→ Task details:
Retrieve each line that contains the word "hair" from the entries below.

[[ Record set, beginning ]]

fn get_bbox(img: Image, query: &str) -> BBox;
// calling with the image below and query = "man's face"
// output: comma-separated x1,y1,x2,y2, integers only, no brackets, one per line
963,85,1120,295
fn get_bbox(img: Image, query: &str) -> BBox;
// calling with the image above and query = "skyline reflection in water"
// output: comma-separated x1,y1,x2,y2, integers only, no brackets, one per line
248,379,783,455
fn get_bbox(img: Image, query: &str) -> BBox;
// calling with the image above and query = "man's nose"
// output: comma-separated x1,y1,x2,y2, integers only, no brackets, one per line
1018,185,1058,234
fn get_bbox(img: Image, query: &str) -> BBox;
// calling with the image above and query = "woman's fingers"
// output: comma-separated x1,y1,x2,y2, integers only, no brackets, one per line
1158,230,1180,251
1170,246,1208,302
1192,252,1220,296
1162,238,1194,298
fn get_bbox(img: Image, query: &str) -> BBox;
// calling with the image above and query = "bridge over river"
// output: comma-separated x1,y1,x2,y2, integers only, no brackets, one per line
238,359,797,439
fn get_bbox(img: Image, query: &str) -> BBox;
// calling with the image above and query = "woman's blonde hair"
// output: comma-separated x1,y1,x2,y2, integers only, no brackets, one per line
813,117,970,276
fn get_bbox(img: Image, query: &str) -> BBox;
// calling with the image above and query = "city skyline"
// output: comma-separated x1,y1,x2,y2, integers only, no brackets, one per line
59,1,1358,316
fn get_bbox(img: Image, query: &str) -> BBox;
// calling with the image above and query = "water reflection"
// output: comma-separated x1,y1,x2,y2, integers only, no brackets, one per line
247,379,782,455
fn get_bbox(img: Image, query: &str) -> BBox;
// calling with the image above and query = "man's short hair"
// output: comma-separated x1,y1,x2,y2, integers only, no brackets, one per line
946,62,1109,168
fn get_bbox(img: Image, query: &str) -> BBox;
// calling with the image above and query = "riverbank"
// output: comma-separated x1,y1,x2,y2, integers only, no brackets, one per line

[[ Record set, end ]]

→ Answer box:
// calling with the image above and query = "woman's blonde hair"
// calling with the image above and query = "man's short hair"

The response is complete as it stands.